* Description of the task
According to the film review below, why does Thelma find it hard to make friends at university even though many young people surround her? Answer in one to three sentences.

* Document extract
----------------------------------------
Joachim Trier’s THELMA opens on the titular young girl, Thelma (Eili Harboe) and her father, Trond (Henrik Rafaelsen) hunting in the snowy Norwegian wilderness. They walk across a lake topped with a layer of precariously thin ice. They spot a deer. Trond unstraps the rifle from his back, raises it, and trains its crosshairs on his quarry. While Thelma focuses on the helpless animal, he aims the gun at the back of her head. He doesn’t shoot her, but he seems to enjoy the opportunity to do so if he chooses.
I’ve seen talk on the internet claiming THELMA is a horror film, but the only links to the genre are vague supernatural elements that act more as metaphor than reality within the story. The closest stylistic comparisons I can think of are Aronofsky’s Black Swan, and more recently, his much-maligned mother!. These kinds of films are becoming a genre unto themselves, where characters are trapped in waking dreams – unable to trust their unreliable perceptions of reality – less for reasons of plot or logic than to paint the filmmaker’s message on the screen.
Thelma, now grown up, is taking a physics course at university. Despite being surrounded by myriad young folks, she finds it hard to make friends. She has the fear of God instilled in her by her father, leaving her isolated and unable to relate to potential peer groups. While studying in the library, she suffers an epileptic fit, and as she violently spasms on the floor, birds crash against the glass windows outside as seemingly affected by an invisible force. In a later instance reminiscent of Carrie, her out-of-control emotions manifest telekinetically, threatening to knock enormous lighting fixtures down on the packed audience of a concert hall.
Thelma’s powers are controlled by Trond, dosing her since pre-pubescence with epilepsy drugs far too strong for a child. The other aspects of her life that he can’t regulate with medication are taken care of with religious dogma. It’s important that Thelma is supervised; he knows what she is, and what she’s capable of becoming. All the women of Thelma’s family are literally tied down by her father’s patriarchal presence: her grandmother is drugged and kept in a nursing facility, her mother is confined to a wheelchair, and Thelma herself is controlled chemically and ideologically.
Anja, a girl from the university, is drawn to Thelma. They spend time together, and their relationship blossoms into a sexual one. Thelma dreams of a snake slithering in between her bed covers and coiling itself around her; a symbol of lesbian temptation and the ultimate rebellion against her father and her faith.
Thelma discovers that she has the ability to make things happen deep within her, without the need for prayer or the approval of her father. This is a film heavily critical of religion, likening her father’s indoctrination to pointing the rifle at her head in the prologue. To religion, a child is a blank slate – like a deer in the crosshairs, oblivious and unfairly targeted for brainwashing.
----------------------------------------
Text-to-region grounding data

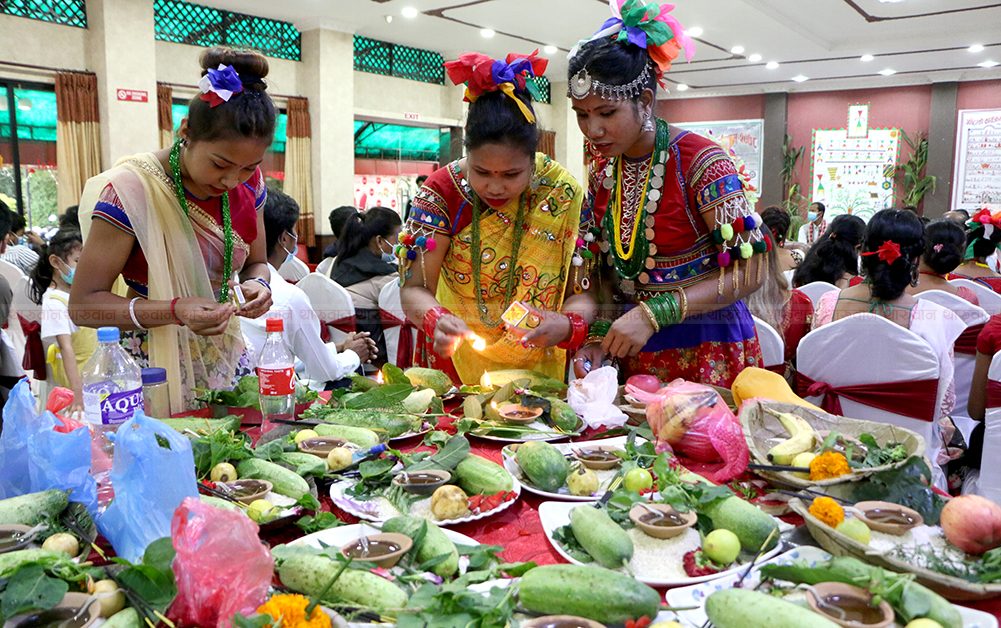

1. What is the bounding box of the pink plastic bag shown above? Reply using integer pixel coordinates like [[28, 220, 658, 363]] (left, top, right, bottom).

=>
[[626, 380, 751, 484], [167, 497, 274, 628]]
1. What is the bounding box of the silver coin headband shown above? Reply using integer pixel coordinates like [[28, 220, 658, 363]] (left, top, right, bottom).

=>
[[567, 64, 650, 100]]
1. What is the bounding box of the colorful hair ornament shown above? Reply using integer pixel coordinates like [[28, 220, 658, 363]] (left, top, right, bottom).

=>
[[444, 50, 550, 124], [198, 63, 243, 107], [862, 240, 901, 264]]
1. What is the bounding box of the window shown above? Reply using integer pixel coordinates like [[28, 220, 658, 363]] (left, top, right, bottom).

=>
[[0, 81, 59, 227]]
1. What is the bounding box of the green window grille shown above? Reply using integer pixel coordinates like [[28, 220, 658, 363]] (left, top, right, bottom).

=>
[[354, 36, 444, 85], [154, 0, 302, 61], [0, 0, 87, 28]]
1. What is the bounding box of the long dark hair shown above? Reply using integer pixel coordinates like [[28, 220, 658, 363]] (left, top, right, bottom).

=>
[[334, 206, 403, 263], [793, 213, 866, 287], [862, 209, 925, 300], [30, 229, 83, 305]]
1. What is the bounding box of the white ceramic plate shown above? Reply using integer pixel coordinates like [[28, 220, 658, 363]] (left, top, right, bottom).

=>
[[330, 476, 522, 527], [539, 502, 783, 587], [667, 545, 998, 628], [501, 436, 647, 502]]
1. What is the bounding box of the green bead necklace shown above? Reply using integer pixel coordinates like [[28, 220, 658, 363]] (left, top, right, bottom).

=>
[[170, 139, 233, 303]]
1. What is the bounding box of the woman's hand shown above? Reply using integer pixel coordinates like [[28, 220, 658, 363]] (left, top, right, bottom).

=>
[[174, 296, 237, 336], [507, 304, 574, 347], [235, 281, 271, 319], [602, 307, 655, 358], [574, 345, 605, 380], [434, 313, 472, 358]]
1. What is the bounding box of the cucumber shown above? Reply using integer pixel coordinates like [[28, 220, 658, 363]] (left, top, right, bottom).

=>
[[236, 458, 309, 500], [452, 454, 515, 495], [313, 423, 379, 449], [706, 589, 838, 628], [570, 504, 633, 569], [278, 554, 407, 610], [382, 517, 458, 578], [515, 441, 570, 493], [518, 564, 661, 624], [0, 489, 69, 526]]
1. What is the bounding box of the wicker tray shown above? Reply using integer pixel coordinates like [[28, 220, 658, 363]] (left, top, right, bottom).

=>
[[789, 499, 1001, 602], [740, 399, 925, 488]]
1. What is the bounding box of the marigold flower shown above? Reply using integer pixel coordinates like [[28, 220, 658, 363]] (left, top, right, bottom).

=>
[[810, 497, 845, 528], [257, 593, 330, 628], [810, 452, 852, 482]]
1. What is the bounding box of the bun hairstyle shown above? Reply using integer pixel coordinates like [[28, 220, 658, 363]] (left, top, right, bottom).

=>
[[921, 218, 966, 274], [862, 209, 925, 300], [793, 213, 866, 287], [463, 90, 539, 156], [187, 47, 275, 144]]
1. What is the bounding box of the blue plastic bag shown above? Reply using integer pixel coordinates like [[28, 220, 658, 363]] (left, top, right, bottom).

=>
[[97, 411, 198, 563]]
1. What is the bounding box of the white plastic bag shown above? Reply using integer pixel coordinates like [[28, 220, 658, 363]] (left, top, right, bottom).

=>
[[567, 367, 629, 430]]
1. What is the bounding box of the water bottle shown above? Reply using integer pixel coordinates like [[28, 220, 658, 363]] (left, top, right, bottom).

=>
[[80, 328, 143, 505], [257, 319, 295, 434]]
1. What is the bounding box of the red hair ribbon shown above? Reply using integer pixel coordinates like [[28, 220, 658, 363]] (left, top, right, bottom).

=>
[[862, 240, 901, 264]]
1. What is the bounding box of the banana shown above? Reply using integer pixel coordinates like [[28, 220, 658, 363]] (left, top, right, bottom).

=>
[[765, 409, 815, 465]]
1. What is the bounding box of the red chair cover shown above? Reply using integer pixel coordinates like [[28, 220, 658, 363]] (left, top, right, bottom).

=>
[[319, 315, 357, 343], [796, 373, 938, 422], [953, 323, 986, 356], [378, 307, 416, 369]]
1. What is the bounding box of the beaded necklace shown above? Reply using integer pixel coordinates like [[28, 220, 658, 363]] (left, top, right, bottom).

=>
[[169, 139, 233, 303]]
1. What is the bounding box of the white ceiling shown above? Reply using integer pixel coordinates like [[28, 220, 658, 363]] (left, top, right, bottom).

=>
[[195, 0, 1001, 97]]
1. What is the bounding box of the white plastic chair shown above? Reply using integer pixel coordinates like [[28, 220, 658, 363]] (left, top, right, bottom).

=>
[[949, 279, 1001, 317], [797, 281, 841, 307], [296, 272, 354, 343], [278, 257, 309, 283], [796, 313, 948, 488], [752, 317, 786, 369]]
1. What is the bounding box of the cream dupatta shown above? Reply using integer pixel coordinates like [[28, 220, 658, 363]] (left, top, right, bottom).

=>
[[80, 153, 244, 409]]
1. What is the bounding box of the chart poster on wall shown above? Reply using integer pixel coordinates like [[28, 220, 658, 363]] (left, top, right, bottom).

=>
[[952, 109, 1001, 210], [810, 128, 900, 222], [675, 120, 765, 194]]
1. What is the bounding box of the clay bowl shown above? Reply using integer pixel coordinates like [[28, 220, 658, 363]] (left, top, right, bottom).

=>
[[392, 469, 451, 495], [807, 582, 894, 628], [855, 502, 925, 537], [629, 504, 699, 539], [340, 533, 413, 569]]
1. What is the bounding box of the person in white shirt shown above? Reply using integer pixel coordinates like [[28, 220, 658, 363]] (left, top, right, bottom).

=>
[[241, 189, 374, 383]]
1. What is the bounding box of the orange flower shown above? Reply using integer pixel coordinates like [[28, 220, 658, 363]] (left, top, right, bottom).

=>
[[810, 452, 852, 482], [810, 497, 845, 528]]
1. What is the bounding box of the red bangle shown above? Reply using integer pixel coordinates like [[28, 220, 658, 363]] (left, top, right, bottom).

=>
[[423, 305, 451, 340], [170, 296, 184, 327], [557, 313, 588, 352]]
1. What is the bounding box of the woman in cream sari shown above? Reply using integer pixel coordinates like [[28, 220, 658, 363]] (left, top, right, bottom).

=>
----------------------------------------
* Output
Her father instilled the fear of God in her. That leaves her isolated and unable to relate to potential peer groups.